Das klagende Krankenhaus war der Ansicht, dass die ICD T83.5 die speziellste Möglichkeit sei, einen Harnwegsinfekt durch ein Implantat zu kodieren. Sie enthalte sowohl die Ursache für den Infekt als auch dessen Lokalisation. Die vorherige Instanz, das LSG Berlin-Brandenburg lehnte dies mit seiner Entscheidung vom 14.09.2017 (L 1 KR 238/15) ab. Nach der gebotenen strengen Wortlautauslegung, ergänzt durch systematische Erwägungen, sei T83.5 nicht einschlägig. Die Infektion sei keine durch ein Implantat im Harntrakt gewesen, da der Katheter kein Implantat sei, so das LSG.
Das Bundessozialgericht hat die Entscheidung des LSG aufgehoben und zur weiteren Sachverhaltsaufklärung an das LSG zurückverwiesen. Bei dem eingesetzten Nephrostomiekatheter handele es sich um einen Unterfall einer Prothese, eines Implantats oder Transplants im Sinne des ICD-Kodes. Es stehe nach den getroffenen tatsächlichen Feststellungen des LSG aber nicht fest, dass der diagnostizierte Harnwegsinfekt „durch“ den Nephrostomiekatheter bedingt war. Das LSG wird die hierzu erforderlichen Feststellungen nachzuholen haben.
Gründe der Entscheidung
Das BSG qualifiziert den Nephrostomiekatheter als Verweilkatheter als einen Unterfall einer Prothese, eines Implantats oder Transplantats im Harntrakt. Demzufolge sei im vorliegenden Fall die ICD T83.5 (Infektion und entzündliche Reaktion durch Prothese, Implantat oder Transplantat im Harntrakt) die richtige Schlüsselnummer.
Dies folge bereits daraus, dass das systematische Verzeichnis gerade begrifflich „Harnwegskatheter (Verweilkatheter)“ in die Gruppe „T83.-ˮ mit einbeziehe. Die ICD T83.5 sei im systematischen Verzeichnis im Kapitel XIX „Verletzungen, Vergiftungen und bestimmte andere Folgen äußerer Ursachen (S00-T98)“ verortet. Sie gehöre dort dem Abschnitt „Komplikationen bei chirurgischen Eingriffen und medizinischer Behandlung, anderenorts nicht klassifiziert (T80-88)“ an. Die Gruppe T83.- betreffe insbesondere „Komplikationen durch Prothesen, Implantate oder Transplantate im Urogenitaltrakt“. Sie umfasse unter anderem unter T83.0 die „Mechanische Komplikation durch einen Harnwegskatheter (Verweilkatheter)“.

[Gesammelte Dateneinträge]
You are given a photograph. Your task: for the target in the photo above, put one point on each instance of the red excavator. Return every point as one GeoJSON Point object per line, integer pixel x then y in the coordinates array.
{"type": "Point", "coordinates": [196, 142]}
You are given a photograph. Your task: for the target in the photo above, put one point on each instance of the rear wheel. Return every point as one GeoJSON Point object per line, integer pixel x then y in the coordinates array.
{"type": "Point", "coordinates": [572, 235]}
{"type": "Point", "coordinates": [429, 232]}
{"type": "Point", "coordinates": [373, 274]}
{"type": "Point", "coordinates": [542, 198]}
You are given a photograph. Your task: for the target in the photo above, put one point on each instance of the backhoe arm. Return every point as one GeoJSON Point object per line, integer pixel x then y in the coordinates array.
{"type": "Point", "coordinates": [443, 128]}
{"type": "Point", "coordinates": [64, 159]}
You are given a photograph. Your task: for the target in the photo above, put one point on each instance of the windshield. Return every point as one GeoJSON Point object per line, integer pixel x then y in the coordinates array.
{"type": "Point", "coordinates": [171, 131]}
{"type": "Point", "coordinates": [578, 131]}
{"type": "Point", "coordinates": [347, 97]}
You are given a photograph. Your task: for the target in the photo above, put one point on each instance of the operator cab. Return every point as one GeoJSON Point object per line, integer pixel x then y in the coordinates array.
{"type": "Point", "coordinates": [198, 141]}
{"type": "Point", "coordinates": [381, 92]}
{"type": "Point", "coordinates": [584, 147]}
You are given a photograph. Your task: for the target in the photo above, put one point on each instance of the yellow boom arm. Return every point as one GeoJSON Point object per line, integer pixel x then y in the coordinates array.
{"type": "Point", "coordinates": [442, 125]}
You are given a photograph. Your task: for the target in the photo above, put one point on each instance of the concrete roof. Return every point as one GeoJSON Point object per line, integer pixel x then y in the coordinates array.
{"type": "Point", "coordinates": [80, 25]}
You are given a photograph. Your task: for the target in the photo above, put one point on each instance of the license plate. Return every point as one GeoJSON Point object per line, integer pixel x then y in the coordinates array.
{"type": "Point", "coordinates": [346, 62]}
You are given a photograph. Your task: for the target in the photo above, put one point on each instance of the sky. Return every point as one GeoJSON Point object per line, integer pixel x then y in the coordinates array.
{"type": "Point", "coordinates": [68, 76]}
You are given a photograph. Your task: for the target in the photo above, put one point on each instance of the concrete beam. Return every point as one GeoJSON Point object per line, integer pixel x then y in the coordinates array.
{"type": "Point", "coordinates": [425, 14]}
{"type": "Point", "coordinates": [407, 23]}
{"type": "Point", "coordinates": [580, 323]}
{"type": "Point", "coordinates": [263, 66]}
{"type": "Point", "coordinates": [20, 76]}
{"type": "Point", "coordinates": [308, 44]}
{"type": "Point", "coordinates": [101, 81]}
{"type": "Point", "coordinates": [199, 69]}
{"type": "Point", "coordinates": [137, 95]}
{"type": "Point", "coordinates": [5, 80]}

[ZU BEARBEITENDE AUFGABEN]:
a - Unter welchem Aktenzeichen erging laut Textauszug die Entscheidung des LSG Berlin-Brandenburg vom 14.09.2017?
b - Führen Sie sämtliche ICD-Schlüsselnummern und ICD-Bereiche auf, die im Textauszug genannt werden.
c - Prüfen Sie anhand des Textauszugs, ob die folgenden Aussagen zutreffen. (i) Das Bundessozialgericht hat die Entscheidung des LSG bestätigt. (ii) Das LSG sah den Katheter nicht als Implantat an. (iii) Nach Ansicht des BSG steht bereits fest, dass der Harnwegsinfekt durch den Nephrostomiekatheter verursacht wurde.

[LÖSUNGEN]:
a - L 1 KR 238/15

b - T83.5, T83.-, S00-T98, T80-88, T83.0

c -
(i) Nein: „Das Bundessozialgericht hat die Entscheidung des LSG aufgehoben und zur weiteren Sachverhaltsaufklärung an das LSG zurückverwiesen.“
(ii) Ja: „da der Katheter kein Implantat sei, so das LSG“
(iii) Nein: „Es stehe nach den getroffenen tatsächlichen Feststellungen des LSG aber nicht fest“